Given request: Set out each line of the material below as a string in a JSON list, one string per line and no blank lines. Leave out the pictures.

Entries supplied:

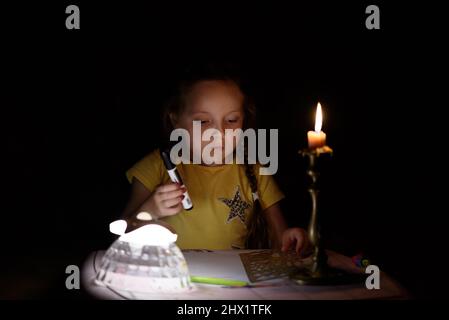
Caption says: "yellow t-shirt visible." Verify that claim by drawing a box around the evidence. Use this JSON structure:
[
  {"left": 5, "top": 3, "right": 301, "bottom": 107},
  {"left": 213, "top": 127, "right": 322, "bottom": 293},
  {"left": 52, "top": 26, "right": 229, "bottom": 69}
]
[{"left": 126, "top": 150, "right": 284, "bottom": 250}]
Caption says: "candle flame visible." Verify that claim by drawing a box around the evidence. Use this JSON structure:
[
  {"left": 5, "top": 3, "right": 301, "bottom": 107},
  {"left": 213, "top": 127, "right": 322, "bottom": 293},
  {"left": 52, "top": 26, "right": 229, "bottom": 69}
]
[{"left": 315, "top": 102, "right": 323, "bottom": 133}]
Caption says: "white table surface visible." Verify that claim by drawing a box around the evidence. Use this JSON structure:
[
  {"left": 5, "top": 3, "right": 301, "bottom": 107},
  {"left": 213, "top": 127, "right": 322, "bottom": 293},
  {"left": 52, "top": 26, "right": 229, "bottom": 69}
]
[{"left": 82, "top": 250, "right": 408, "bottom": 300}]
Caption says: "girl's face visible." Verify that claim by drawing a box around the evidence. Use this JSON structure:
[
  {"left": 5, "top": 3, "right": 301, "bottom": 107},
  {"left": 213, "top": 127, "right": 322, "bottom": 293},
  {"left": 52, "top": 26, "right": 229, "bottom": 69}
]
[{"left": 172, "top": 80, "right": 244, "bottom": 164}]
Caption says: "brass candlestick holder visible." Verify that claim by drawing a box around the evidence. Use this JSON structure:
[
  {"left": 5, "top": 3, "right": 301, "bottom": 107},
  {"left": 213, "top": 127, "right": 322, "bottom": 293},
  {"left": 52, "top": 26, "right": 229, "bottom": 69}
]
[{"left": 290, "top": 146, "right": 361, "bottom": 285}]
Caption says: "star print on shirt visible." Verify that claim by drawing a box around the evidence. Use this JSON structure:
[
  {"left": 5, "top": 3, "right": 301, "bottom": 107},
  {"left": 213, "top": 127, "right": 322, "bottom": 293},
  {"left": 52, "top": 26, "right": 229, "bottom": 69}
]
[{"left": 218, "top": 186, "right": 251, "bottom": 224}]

Task output:
[
  "Caption says: \"yellow t-shirt visible.\" Verify that claim by drawing a box around the evidence. Use this JSON structure:",
  "[",
  "  {\"left\": 5, \"top\": 3, \"right\": 301, \"bottom\": 107},",
  "  {\"left\": 213, \"top\": 127, \"right\": 322, \"bottom\": 293},",
  "  {\"left\": 52, \"top\": 26, \"right\": 229, \"bottom\": 69}",
  "]",
  "[{\"left\": 126, \"top\": 150, \"right\": 284, \"bottom\": 250}]",
  "Caption says: \"candle flame visible.\" Verify that claim by drawing a box around the evidence. Use this JSON structure:",
  "[",
  "  {\"left\": 5, \"top\": 3, \"right\": 301, \"bottom\": 107},",
  "  {\"left\": 213, \"top\": 127, \"right\": 322, \"bottom\": 293},",
  "  {\"left\": 52, \"top\": 26, \"right\": 229, \"bottom\": 69}",
  "]",
  "[{\"left\": 315, \"top\": 102, \"right\": 323, \"bottom\": 133}]",
  "Caption says: \"white table surface visible.\" Verify that claim by drawing a box around the evidence. Use this JSON structure:",
  "[",
  "  {\"left\": 5, \"top\": 3, \"right\": 301, \"bottom\": 107},",
  "  {\"left\": 213, \"top\": 127, \"right\": 322, \"bottom\": 293},",
  "  {\"left\": 52, \"top\": 26, \"right\": 229, \"bottom\": 69}",
  "]",
  "[{\"left\": 82, \"top\": 250, \"right\": 408, \"bottom\": 300}]",
  "Caption says: \"girl's face visible.\" Verify that claim by drawing a box around the evidence. Use this JSON structure:",
  "[",
  "  {\"left\": 5, \"top\": 3, \"right\": 301, \"bottom\": 107},",
  "  {\"left\": 213, \"top\": 127, \"right\": 322, \"bottom\": 293},",
  "  {\"left\": 52, \"top\": 26, \"right\": 229, \"bottom\": 69}",
  "]",
  "[{\"left\": 172, \"top\": 80, \"right\": 244, \"bottom\": 164}]",
  "Caption says: \"brass candlestick holder visible.\" Verify that claim by drawing a box around the evidence. Use this JSON structure:",
  "[",
  "  {\"left\": 5, \"top\": 3, \"right\": 301, \"bottom\": 107},",
  "  {\"left\": 213, \"top\": 127, \"right\": 322, \"bottom\": 293},",
  "  {\"left\": 52, \"top\": 26, \"right\": 229, \"bottom\": 69}",
  "]",
  "[{\"left\": 290, \"top\": 146, \"right\": 361, \"bottom\": 285}]",
  "Caption says: \"star print on shirt visible.\" Verify that claim by drawing a box around the evidence. Use this JSON structure:",
  "[",
  "  {\"left\": 5, \"top\": 3, \"right\": 301, \"bottom\": 107},",
  "  {\"left\": 213, \"top\": 127, \"right\": 322, \"bottom\": 293},",
  "  {\"left\": 52, \"top\": 26, \"right\": 229, \"bottom\": 69}",
  "]",
  "[{\"left\": 218, \"top\": 186, \"right\": 251, \"bottom\": 224}]"
]